Little did I know that one day I would have children of my own, and I would indeed understand. Or, at least remember that she had wished that moment on me — the moment that you hear your mother’s voice in your head and you know that she saw this coming long ago, and it is sweet vindication of all your parents ever suffered for you. And, you do understand. Because you’ve had an experience, you’ve grown, you’re wiser, you’ve been changed.
Peter Has A Dream
That brings us to our text today, right out of the book of Acts, the book of the history of the early church. Luke, the same guy who wrote the Gospel of Luke, writes the book of Acts with the same kind of insight and precision we found in his gospel account. The Acts of the Apostles, as it is properly called, is the continuation of the story of those early followers of Christ.

________________

§ Required task 1: In the sermon excerpt on the book of Acts, what is the book of Acts properly called?
§ Required task 2: Echo the sermon excerpt on the book of Acts word for word, starting with "Little did I" and going on through "you’ve been changed.".
§ Required task 3: Carry on the sermon excerpt on the book of Acts from the point where it stops.

§ Data excerpt:
________________

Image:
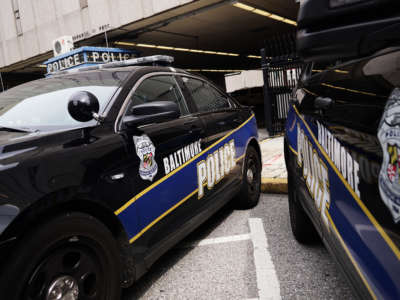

________________

§ Reply 1: The Acts of the Apostles.

§ Reply 2:
Little did I know that one day I would have children of my own, and I would indeed understand. Or, at least remember that she had wished that moment on me — the moment that you hear your mother’s voice in your head and you know that she saw this coming long ago, and it is sweet vindication of all your parents ever suffered for you. And, you do understand. Because you’ve had an experience, you’ve grown, you’re wiser, you’ve been changed.

§ Reply 3:
Acts chapter 10 focuses on Peter. This is the same Peter who was always speaking when he should have been listening, who vigorously denied that he would deny Christ, and then did so three times before he could catch himself. This is Peter who could be both arrogant and eloquent. Arrogant when he tells Jesus to wash not only his feet, but his whole body. Eloquent when he speaks words that no one had ever spoken to and about Jesus — “Thou art the Christ, the Son of the Living God.”
The setting for this text is not that first Easter Sunday morning when Peter ran to the tomb and was dumbstruck because it was empty. No, we are a few years past that first Easter Sunday, past the empty tomb, past the almost dozen appearances of the risen Christ to Peter and the disciples. We are past the momentous day of Pentecost, 50-days after Passover, when the Holy Spirit fills Peter and speaks through him and every person present hears the gospel in their own language, and 3,000 of them are saved and baptized.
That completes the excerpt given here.